• REQUEST:
Extract every line starting at the line that contains "the snow-covered treetop" and ending with the final line of the data, inclusive; give only those lines, word for word.

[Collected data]
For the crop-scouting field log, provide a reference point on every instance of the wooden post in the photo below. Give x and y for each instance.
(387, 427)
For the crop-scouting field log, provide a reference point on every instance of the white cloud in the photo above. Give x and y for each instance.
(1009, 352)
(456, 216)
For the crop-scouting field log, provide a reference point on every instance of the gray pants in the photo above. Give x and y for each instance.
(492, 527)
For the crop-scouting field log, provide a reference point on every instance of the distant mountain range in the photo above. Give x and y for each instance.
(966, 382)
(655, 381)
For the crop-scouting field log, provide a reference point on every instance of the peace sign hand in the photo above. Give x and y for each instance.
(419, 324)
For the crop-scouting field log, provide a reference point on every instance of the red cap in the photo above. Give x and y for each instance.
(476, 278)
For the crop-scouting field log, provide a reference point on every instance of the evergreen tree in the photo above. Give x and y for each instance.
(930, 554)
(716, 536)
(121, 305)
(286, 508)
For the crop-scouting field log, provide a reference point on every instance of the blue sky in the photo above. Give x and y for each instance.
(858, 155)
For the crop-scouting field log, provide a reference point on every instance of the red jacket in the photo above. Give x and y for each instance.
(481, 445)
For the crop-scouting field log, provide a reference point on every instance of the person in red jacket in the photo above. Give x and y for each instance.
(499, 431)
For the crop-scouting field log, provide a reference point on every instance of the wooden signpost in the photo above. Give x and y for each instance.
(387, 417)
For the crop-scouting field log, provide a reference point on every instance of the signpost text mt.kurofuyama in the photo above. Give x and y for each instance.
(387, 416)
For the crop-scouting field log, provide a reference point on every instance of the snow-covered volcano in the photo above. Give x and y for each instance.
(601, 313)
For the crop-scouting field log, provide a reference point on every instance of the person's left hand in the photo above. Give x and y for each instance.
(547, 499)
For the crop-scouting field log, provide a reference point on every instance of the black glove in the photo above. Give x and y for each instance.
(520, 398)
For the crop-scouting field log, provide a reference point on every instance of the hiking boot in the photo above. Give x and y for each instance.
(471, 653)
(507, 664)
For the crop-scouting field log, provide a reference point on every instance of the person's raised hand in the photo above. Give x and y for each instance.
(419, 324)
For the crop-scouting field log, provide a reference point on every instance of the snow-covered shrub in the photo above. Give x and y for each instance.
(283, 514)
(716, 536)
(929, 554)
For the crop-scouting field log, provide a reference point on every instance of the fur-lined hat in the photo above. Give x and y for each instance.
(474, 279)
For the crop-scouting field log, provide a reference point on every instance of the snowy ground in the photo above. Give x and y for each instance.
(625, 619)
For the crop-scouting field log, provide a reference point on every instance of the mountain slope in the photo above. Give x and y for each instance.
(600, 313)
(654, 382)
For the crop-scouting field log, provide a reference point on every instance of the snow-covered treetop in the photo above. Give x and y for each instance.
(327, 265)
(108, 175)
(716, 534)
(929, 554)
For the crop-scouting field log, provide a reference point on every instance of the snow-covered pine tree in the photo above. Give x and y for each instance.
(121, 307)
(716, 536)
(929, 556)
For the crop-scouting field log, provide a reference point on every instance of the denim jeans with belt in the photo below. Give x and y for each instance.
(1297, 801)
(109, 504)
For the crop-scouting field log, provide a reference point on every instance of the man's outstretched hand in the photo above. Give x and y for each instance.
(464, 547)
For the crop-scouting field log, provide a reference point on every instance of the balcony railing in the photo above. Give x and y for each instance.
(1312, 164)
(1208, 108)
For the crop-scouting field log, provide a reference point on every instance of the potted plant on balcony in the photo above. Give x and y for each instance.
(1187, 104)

• EXERCISE SOLUTION:
For the crop-scouting field log, provide a reference point on every instance of the snow-covered treetop in the photo above. Give x and y for each instance.
(327, 265)
(108, 175)
(716, 534)
(929, 554)
For the crop-scouting field log, provide a reference point on every instance of the snow-covered pine tree in the photo above. Give x and y for each instance.
(121, 307)
(716, 536)
(929, 556)
For the crop-scouting field log, provide a reference point on every instance of the denim jeans with belt in the photo below. Give x and y for each instance.
(1297, 801)
(109, 504)
For the crop-scouting field log, provide a reference point on every instance of the man's outstretched hand in the photo above. Give x and y for each instance.
(464, 547)
For the crop-scouting field log, provide a reference point on every instance of the balcony railing in the photo above. Give x and y for each instance.
(1312, 164)
(1208, 108)
For the crop-scouting field log, provide a reference point on every instance of the potted plant on balcony in the photo above. Give x and y for each instance.
(1187, 104)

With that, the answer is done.